• OBJECTIVE: Copy everything in the data below exactly except the pictures.

++++ DATA PROVIDED

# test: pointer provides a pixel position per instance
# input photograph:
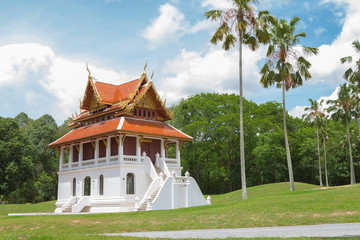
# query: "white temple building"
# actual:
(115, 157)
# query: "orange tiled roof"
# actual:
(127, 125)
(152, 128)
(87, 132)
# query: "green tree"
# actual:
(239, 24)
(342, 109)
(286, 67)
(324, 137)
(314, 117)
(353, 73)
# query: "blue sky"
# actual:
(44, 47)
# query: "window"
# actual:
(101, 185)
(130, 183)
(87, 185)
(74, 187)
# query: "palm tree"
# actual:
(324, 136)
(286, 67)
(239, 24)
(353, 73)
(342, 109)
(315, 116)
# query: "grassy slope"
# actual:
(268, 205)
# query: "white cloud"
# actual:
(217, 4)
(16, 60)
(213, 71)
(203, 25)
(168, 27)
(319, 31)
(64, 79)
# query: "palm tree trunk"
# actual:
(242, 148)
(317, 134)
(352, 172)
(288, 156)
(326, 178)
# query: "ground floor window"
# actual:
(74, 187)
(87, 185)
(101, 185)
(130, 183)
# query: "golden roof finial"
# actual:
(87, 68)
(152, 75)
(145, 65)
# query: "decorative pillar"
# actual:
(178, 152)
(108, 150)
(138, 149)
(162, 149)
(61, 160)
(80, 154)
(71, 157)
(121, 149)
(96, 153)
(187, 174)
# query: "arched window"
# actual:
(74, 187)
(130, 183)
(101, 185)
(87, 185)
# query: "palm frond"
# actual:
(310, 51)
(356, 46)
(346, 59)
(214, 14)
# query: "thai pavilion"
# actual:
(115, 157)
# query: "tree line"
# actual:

++++++++

• WRITTEN ANSWER:
# test: pointer provides a pixel position per instance
# input photograph:
# query: "white temple building"
# actual:
(115, 157)
# query: "orange tiled roof"
# actual:
(127, 125)
(152, 128)
(87, 132)
# query: "green tree"
# actual:
(239, 24)
(342, 109)
(286, 67)
(324, 137)
(314, 117)
(353, 73)
# query: "blue sky"
# actual:
(44, 47)
# query: "window"
# actual:
(101, 185)
(130, 183)
(87, 185)
(74, 187)
# query: "palm tree"
# actual:
(324, 136)
(286, 67)
(239, 24)
(353, 73)
(342, 109)
(315, 116)
# query: "grassy slope"
# actual:
(268, 205)
# query: "white cloud"
# actual:
(217, 4)
(16, 60)
(213, 71)
(203, 25)
(168, 27)
(319, 31)
(64, 79)
# query: "palm tree trunk"
# actual:
(242, 148)
(317, 134)
(352, 172)
(288, 156)
(326, 178)
# query: "ground floor window"
# actual:
(74, 187)
(87, 185)
(101, 185)
(130, 183)
# query: "golden roof finial"
# actual:
(87, 68)
(152, 75)
(145, 65)
# query: "decorative pillar"
# actual:
(178, 152)
(108, 150)
(138, 149)
(162, 149)
(61, 160)
(80, 154)
(71, 157)
(121, 149)
(96, 153)
(187, 174)
# query: "arched window"
# actual:
(74, 187)
(130, 183)
(101, 185)
(87, 185)
# query: "palm frond"
# actual:
(310, 51)
(356, 46)
(346, 59)
(214, 14)
# query: "thai pavilion"
# actual:
(115, 157)
# query: "tree line"
# actual:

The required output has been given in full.